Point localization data
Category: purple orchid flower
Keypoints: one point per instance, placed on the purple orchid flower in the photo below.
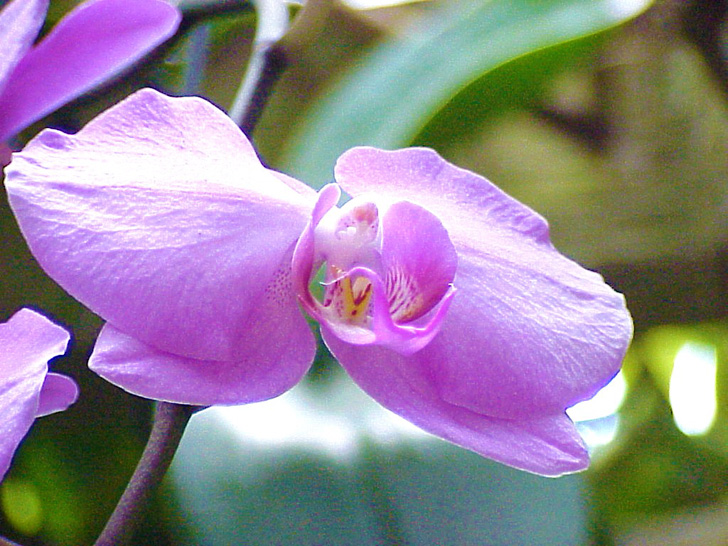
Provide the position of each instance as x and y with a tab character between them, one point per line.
440	295
27	390
92	43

• What is needed:
Transcribe all of the records above character for character. Exclude the pictures.

• Output:
Category: purple orchid flower
Keypoints: one point per instance, placed on the purple orchid flower in the photo below.
Provide the position of each instance as x and y with a tab character between them, one point per line.
440	295
27	390
92	43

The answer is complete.